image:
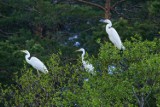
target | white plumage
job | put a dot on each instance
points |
(113, 35)
(88, 67)
(35, 62)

_Your task_:
Verbatim reproduction of every entry is needed, with the images left out.

_The completed task_:
image:
target | white plumage
job | put a dot on each instance
points |
(113, 35)
(88, 67)
(35, 62)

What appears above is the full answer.